Task description:
For this exercise, return all the data exactly as it stands.

Dataset entries:

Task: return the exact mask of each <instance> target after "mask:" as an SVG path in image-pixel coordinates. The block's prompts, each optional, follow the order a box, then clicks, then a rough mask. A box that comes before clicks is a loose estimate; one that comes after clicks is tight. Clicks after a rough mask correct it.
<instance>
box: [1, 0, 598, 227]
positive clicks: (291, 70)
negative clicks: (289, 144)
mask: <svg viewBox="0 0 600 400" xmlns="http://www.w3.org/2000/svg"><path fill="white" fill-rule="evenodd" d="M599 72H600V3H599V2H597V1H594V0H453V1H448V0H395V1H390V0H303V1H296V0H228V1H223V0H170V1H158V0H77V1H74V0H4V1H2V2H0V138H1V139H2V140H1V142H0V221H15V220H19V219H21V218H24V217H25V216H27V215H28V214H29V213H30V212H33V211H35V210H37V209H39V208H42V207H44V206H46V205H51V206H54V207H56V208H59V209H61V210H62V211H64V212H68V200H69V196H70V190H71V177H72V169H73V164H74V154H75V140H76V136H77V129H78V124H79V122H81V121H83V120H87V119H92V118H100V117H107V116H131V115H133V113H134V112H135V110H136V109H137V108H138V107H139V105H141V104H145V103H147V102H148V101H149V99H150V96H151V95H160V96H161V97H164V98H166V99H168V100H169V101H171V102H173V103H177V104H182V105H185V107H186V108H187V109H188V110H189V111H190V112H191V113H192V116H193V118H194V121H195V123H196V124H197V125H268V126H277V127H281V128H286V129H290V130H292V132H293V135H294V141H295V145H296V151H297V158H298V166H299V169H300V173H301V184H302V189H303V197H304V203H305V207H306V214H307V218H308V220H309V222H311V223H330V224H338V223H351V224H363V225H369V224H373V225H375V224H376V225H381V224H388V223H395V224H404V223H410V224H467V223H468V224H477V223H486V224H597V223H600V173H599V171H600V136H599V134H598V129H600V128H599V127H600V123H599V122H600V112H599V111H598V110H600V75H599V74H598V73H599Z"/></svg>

Exercise output:
Task: return the exact mask of each <instance> target after "mask:" as an SVG path in image-pixel coordinates. The block's prompts, each optional, follow the order a box, then clicks, then a rough mask. A box that comes before clicks is a loose estimate; one that comes after clicks is tight. Clicks after a rough mask correct it.
<instance>
box: [1, 0, 598, 227]
positive clicks: (291, 70)
negative clicks: (289, 144)
mask: <svg viewBox="0 0 600 400" xmlns="http://www.w3.org/2000/svg"><path fill="white" fill-rule="evenodd" d="M599 72H600V3H599V2H597V1H594V0H453V1H448V0H395V1H390V0H303V1H296V0H228V1H223V0H170V1H158V0H77V1H74V0H4V1H2V2H0V138H1V139H2V140H1V142H0V221H15V220H19V219H21V218H24V217H25V216H27V215H28V214H29V213H30V212H33V211H35V210H37V209H39V208H42V207H44V206H46V205H51V206H54V207H56V208H59V209H61V210H62V211H64V212H68V200H69V196H70V190H71V177H72V169H73V164H74V154H75V140H76V136H77V129H78V124H79V122H81V121H83V120H87V119H92V118H100V117H107V116H131V115H133V113H134V112H135V110H136V109H137V108H138V107H139V105H141V104H145V103H147V102H148V101H149V99H150V96H151V95H160V96H161V97H164V98H166V99H168V100H169V101H171V102H173V103H177V104H182V105H185V107H186V108H187V109H188V110H189V111H190V112H191V113H192V116H193V118H194V121H195V123H196V124H197V125H268V126H277V127H281V128H286V129H290V130H292V132H293V135H294V141H295V145H296V151H297V158H298V166H299V169H300V173H301V184H302V189H303V197H304V203H305V207H306V214H307V218H308V220H309V222H311V223H330V224H338V223H351V224H363V225H369V224H373V225H375V224H376V225H381V224H388V223H395V224H404V223H410V224H467V223H468V224H477V223H486V224H597V223H600V173H599V171H600V136H599V134H598V129H600V128H599V127H600V123H599V122H600V112H599V111H598V110H600V75H599V74H598V73H599Z"/></svg>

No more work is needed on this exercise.